ACTIONS TO TAKE:
(A) According to the article on seniors and the Affordable Care Act, how many people with traditional Medicare used at least one free preventive service in the first six months of 2013?
(B) Reproduce the part of the article on seniors and the Affordable Care Act starting at "There’s been a" and ending at "on prescription drugs.".
(C) Take the article on seniors and the Affordable Care Act further, picking up right after its last sentence.

QUOTED PASSAGE:
Five Ways Seniors Benefit from the Affordable Care Act

By David Virden on January 22, 2014

There’s been a lot of confusion regarding the Affordable Care Act, also known as “Obamacare.” So what’s really in it and what does it mean for seniors? As it turns out, a lot of what’s in the act is beneficial to seniors. Here’s just a few:

Expands Medicare Benefits

Under the ACA, Medicare benefits are expanding and costs are going down. It is estimated that Medicare beneficiaries will save, on average, about $4,200 over the next 10 years due to lower drug costs, free preventive services and reductions in the growth of health spending. Since passage of the ACA in 2010, more than 7.3 million people with Medicare saved over $8.9 billion on prescription drugs.

Better Preventive Care

As the old saying goes, “An ounce of prevention is worth a pound of cure.” Medicare beneficiaries are eligible to receive many preventive services with no out-of-pocket costs. These include flu shots and screenings for cancer, diabetes and other chronic diseases. Seniors can also get a free annual wellness visit, allowing them to discuss any health care issues of concern. In the first six months of 2013, 16.5 million people with traditional Medicare took advantage of at least one free preventive service.

Lower Costs for Prescription Drugs

If you have prescription drug coverage through Medicare, then you know about the “doughnut hole” – a gap in coverage that made it difficult to afford medications. Basically, Medicare provided assistance for paying for medications up to a certain dollar amount. After that, you were on your own until you reached another dollar amount – this gap was known as the doughnut hole. The ACA closes the doughnut hole over the next 10 years and provides financial help until the gap is fully closed.

COLLECTED MATERIAL:
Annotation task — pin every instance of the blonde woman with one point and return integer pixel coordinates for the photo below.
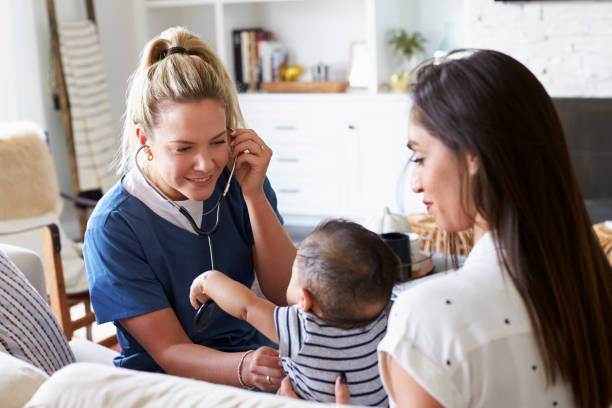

RESPONSES PER TASK:
(A) 16.5 million

(B)
There’s been a lot of confusion regarding the Affordable Care Act, also known as “Obamacare.” So what’s really in it and what does it mean for seniors? As it turns out, a lot of what’s in the act is beneficial to seniors. Here’s just a few:

Expands Medicare Benefits

Under the ACA, Medicare benefits are expanding and costs are going down. It is estimated that Medicare beneficiaries will save, on average, about $4,200 over the next 10 years due to lower drug costs, free preventive services and reductions in the growth of health spending. Since passage of the ACA in 2010, more than 7.3 million people with Medicare saved over $8.9 billion on prescription drugs.

(C)
Stronger Provision to Fight Medicare Fraud

No one really knows how much taxpayers lose each to Medicare fraud, but experts estimate that in 2010, Medicare and Medicaid together made $65 billion in improper payments, and that number rose to $98 billion in 2011. Medicare fraud hurts seniors, because it often results in substandard medical treatment, and the additional costs can mean that the patient’s Medicare allotment is used up. The ACA contains a $350 million investment to fight fraud as well as provisions that will attack those who defraud the system. Seniors can help in this fight by checking their Medicare statement to make certain they received the services listed and by never giving their Medicare number to someone who calls on the phone or comes by your home.

Safeguards the Medicare Trust Fund

The Medicare Trust Fund is a major source of funding for Medicare. Before the ACA, many felt the fund would go bankrupt. However, In August 2010, the fund’s outlook had substantially improved due to new regulations in the ACA. Because of the legislation’s commitment to reduce waste, abuse, and billing errors, the fund is projected to remain solvent until 2029. That’s a 12-year extension from previous estimates.